CS 321 Spring 2013  >  Lecture Notes for Friday, February 8, 2013

# CS 321 Spring 2013 Lecture Notes for Friday, February 8, 2013

## Introduction to IPC

IPC is Inter-Process Communication: communication between different processes or threads.

Issues include:

• How to pass the information.
• How to keep processes from getting in each other’s way (e.g., writing to a shared variable at the same time).
• Sequencing operations when dependencies are present.

Two categories of IPC:

• Shared memory. Two threads access the same variable. One writes to it; the other reads.
• Message passing. The OS provides functionality for transferring data.

Message passing can be synchronous or asynchronous. Synchronous, or blocking operations are ones in which we request data transfers and then wait for them to complete. With asynchronous, or non-blocking operations, we do not.

Improperly done IPC can result in a race condition. Again, a race condition exists when process/thread scheduling decisions can affect the correctness of a program.

## Shared-Memory IPC

### Implementing Mutual Exclusion

We we deal with shared resources, we often need to implement mutual exclusion: only one process/thread gets to access a variable at once. Portion of code that accesses a shared resource is a critical region. We want the following to be true:

• No two threads can be in a critical region simultaneously.
• No assumptions are made about number of processors or their speeds.

■ **Study material**
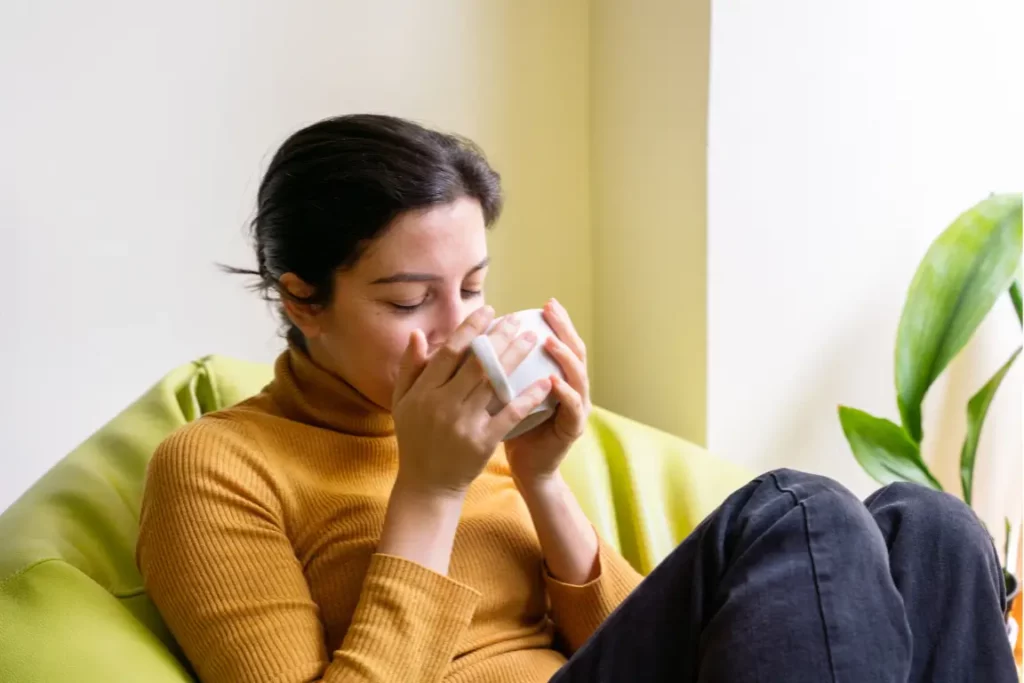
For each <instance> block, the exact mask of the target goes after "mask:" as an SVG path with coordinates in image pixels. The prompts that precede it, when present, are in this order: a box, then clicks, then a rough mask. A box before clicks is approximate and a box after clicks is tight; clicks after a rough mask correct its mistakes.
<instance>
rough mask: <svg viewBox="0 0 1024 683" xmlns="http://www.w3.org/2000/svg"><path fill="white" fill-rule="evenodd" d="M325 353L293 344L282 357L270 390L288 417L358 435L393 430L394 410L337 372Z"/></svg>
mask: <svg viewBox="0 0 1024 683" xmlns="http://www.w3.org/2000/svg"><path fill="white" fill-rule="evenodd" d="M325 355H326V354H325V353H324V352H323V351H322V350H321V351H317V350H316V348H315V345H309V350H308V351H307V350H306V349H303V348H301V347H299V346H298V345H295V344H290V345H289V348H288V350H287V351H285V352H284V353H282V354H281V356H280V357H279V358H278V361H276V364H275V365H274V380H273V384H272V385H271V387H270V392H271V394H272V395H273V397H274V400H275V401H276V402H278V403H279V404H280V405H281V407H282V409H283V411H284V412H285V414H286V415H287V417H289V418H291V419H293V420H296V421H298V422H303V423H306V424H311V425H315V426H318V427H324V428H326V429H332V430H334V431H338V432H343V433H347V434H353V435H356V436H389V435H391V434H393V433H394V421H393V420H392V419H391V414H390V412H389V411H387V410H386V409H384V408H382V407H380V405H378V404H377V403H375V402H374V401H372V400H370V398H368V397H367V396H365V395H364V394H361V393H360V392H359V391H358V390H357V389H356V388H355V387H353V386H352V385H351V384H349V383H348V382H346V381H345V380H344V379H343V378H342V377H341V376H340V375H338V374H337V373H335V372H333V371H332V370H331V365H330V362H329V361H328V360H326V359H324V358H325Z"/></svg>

* * *

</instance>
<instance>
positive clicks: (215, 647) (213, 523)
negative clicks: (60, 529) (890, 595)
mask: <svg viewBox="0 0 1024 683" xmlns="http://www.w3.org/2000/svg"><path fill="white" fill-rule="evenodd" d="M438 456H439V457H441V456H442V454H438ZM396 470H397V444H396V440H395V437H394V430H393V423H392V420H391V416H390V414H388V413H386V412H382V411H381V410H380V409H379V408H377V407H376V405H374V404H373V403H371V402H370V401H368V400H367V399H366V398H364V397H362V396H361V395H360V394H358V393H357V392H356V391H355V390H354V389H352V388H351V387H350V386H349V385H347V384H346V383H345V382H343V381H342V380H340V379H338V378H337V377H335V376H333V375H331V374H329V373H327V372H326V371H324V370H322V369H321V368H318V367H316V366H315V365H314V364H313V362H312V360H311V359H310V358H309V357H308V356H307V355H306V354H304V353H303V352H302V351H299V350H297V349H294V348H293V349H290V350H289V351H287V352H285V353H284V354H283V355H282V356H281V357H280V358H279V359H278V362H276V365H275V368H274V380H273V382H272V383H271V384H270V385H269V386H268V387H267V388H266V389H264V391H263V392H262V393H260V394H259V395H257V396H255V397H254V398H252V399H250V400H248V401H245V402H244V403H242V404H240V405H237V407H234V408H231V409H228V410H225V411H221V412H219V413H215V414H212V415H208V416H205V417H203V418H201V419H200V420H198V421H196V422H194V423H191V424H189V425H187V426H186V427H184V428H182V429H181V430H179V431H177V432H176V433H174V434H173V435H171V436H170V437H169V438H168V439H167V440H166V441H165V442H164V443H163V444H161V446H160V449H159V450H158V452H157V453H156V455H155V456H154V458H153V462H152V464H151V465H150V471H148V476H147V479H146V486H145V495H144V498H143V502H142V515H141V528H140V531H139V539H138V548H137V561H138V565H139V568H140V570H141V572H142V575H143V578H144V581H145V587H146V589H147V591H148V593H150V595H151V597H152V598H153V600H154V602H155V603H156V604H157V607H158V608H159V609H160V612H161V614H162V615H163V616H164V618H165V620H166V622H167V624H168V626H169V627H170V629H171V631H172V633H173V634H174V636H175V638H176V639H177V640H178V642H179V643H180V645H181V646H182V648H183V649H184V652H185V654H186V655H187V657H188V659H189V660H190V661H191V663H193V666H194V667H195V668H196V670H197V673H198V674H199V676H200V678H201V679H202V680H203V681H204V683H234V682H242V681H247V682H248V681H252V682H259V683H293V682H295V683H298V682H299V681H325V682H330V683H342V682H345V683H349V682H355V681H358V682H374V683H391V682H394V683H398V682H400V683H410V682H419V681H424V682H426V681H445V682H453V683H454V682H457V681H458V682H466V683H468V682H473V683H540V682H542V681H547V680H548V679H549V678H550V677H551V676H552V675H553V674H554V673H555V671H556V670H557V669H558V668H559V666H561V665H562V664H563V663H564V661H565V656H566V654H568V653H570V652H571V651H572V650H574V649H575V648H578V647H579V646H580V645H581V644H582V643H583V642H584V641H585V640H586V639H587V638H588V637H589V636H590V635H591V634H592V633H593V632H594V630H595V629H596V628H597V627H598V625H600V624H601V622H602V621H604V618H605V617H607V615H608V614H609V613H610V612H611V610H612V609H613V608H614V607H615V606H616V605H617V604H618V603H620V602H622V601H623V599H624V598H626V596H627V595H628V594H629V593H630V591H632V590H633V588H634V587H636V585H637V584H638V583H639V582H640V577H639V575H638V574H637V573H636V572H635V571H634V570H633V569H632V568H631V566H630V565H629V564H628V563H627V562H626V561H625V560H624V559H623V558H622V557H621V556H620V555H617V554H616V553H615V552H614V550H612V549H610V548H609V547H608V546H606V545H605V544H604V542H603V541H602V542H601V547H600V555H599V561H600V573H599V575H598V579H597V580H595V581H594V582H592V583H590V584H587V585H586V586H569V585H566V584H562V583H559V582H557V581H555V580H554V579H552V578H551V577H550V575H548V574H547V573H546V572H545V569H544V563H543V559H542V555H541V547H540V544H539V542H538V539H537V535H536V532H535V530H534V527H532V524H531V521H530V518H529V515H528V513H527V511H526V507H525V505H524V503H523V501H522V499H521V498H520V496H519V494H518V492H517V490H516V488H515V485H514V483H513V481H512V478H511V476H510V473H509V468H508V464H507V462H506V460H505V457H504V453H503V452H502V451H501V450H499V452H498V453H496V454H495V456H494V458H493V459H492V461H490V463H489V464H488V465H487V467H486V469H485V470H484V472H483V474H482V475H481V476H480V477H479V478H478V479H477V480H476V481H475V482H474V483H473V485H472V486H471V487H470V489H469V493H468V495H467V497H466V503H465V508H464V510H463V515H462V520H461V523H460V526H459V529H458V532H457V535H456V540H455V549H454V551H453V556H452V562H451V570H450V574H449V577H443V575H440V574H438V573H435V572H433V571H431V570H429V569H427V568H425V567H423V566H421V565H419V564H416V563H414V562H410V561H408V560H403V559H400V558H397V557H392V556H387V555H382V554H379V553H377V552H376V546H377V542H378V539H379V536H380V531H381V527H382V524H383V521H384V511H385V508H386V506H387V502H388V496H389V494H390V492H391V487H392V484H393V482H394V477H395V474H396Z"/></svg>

■ **Exercise description**
According to the IPC lecture notes, why is improperly done IPC a problem? Explain in one to three sentences.

■ **Worked solution**
Improperly done IPC can result in a race condition. A race condition exists when process or thread scheduling decisions can affect the correctness of a program.